● Page excerpt:
** Begin **

This week we’re heading fifty years into the future and halfway across the world to meet our next featured artist: Teresa Carreño!
Teresa Carreño (full name: María Teresa Carreño García de Sena) was born on December 22, 1853 in Caracas, Venezuela.
Her family was a musical one–not only did her father play the piano in his spare time, but her grandfather was a well-known composer. Almost right away, Carreño’s family noticed her musical talents, but they decided to wait until she was six to start piano lessons. And as soon as she did, she began composing.
When Carreño was eight years old, her family moved from Venezuela to New York City. The situation in Venezuela were becoming unstable, and her family felt Carreño would have more chances to become famous in such a large city. A few months later, Carreño gave her first public performance at Irving Hall (which unfortunately no longer exists). It was a huge success and led to four repeat performances.
Thanks to her concerts, Carreño met the most famous pianist in America at the time, Louis Moreau Gottschalk. He was so impressed with her incredible piano playing that he taught her for a while and gave her a great deal of publicity. In return, Carreño named her first published piece, when she was nine, the “Gottschalk Waltz.”
Shortly after, Carreño went on tour throughout the Eastern United States and to Cuba. In the fall, she gave a private concert to American president Abraham Lincoln in the White House!
By the time she was twelve, Carreño had a solid reputation as a brilliant pianist–something many adults would be envious of. But instead of coasting on her success, she and her family moved to Paris: now it was time to conquer Europe.

** End **

● Data extract:
** Begin **

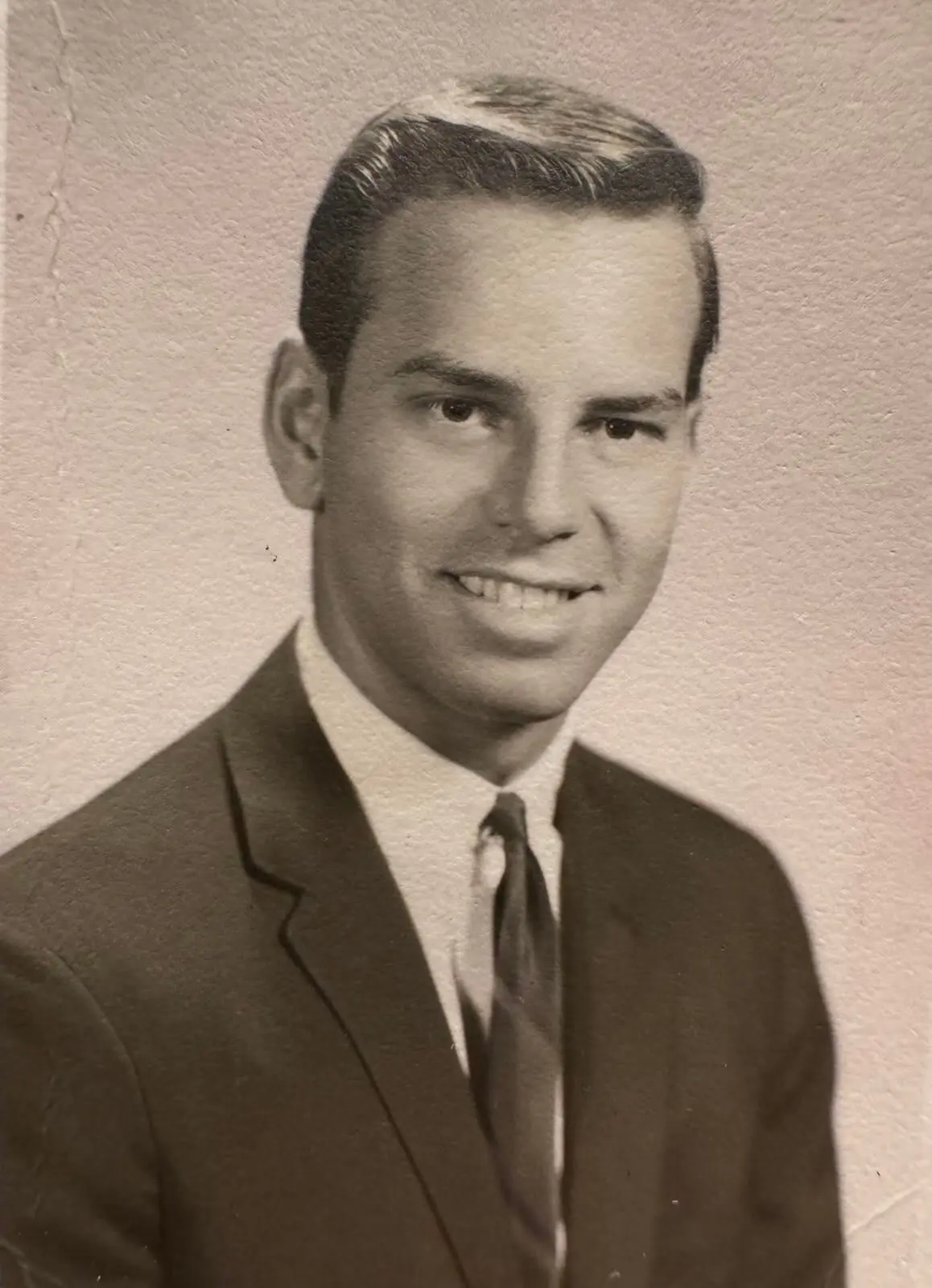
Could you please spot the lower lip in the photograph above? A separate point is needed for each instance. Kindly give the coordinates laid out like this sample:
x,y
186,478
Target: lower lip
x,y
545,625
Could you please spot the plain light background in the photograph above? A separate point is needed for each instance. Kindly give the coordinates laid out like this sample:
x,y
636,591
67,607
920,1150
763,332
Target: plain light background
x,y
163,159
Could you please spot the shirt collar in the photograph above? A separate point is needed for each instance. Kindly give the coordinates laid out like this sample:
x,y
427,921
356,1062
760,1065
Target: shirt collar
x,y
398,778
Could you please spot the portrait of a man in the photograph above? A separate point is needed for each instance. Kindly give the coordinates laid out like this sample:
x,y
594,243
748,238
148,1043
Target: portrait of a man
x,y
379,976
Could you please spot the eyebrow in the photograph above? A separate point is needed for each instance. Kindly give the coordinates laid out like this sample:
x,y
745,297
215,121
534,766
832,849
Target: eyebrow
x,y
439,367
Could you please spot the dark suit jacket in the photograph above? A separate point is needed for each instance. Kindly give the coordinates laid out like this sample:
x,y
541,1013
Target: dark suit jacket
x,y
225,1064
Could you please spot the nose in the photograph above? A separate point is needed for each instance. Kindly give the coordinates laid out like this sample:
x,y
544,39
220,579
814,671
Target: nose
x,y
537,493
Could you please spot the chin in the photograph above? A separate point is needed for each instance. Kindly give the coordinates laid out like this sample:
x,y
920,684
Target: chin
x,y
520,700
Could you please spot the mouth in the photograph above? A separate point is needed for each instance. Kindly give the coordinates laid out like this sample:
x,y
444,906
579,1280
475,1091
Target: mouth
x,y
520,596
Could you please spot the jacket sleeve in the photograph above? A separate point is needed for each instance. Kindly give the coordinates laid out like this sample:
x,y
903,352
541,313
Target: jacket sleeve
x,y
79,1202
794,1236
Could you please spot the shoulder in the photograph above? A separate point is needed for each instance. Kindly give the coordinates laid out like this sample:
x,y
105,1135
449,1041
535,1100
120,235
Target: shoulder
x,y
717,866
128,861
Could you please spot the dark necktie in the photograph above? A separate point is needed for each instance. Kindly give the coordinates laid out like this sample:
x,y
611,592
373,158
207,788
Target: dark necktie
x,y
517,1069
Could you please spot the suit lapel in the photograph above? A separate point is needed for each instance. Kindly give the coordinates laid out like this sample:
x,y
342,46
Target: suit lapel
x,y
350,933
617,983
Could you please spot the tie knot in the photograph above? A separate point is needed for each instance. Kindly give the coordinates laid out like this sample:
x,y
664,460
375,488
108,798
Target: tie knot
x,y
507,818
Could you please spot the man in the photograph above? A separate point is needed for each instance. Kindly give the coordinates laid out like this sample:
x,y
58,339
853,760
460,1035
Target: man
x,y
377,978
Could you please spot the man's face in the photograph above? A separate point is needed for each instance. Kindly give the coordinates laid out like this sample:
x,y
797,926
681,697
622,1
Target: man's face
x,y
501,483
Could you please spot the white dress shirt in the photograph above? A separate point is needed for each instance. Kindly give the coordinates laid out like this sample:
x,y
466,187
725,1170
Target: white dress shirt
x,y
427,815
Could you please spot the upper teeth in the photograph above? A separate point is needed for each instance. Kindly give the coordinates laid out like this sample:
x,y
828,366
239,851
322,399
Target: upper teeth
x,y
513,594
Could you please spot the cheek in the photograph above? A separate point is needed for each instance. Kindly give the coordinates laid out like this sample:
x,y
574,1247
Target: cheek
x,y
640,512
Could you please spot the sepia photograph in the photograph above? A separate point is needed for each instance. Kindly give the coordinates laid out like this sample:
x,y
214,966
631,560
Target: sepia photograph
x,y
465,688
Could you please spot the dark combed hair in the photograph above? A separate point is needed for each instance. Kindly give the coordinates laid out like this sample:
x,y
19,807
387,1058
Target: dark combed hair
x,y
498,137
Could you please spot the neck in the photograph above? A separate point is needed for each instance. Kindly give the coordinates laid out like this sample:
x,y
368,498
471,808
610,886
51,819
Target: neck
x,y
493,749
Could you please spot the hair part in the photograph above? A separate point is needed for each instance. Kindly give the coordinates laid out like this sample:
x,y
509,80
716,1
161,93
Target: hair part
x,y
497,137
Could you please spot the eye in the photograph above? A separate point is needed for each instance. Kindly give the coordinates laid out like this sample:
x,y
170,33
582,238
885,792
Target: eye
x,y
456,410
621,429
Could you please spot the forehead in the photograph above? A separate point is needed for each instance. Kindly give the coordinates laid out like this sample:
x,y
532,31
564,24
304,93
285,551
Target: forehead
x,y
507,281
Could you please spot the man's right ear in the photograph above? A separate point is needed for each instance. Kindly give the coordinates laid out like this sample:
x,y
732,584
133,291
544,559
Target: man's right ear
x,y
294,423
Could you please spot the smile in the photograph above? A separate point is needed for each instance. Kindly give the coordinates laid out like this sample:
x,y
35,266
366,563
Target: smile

** End **

● Exercise requirements:
1. In the Teresa Carreño profile, what title did Carreño give her first published piece?
2. Continue the Teresa Carreño profile from the point where it stops.
The items come from a separate source and have no connection to the Teresa Carreño profile.

● Final answers:
1. The "Gottschalk Waltz."

2.
And conquer Europe she did. Within two months of arriving in Paris, Carreño became a favourite of famous musicians, received lessons from some of the best teachers of her time, composed a large number of pieces, and began touring throughout Europe. But when the Franco-Prussian War began four years after she arrived, Carreño and her family moved to London.
She also started an opera career in the most sink-or-swim way possible. While she was on tour, a mezzo-soprano who was to perform the role of the Queen in Giacomo Meyerbeer’s Les Huguenots became too sick to sing. Without a single rehearsal, Carreño took her place–and was a success!
When Carreño was twenty-one, she returned to the United States to pick up her performing career there, now as an adult and not a child prodigy. She also conducted, which was quite rare for a woman of her time.
By now, she had earned her nickname, “The Valkyrie of the Piano.” She had become famous for her passionate, energetic playing…and also for changing around musical directions in the piano pieces by different composers that were part of her concerts. It was a brave move that allowed her personality to shine through her performances–even if sometimes she annoyed composers doing it!
In 1876, Carreño launched her opera career in the more traditional way. She played the role of Zerlina in Don Giovanni, by W.A. Mozart, debuting in New York City. Even if she was an opera singer only briefly, her career was considered a success all the same.
Carreño took a break from touring throughout the United States and Canada when she was thirty-one: for the first time since she was eight years old, she returned to Venezuela. Although she stayed for less than a year, she still gave concerts, composed, started an opera troupe (which unfortunately didn’t last), and helped plan the creation of a Venezuelan conservatory of music.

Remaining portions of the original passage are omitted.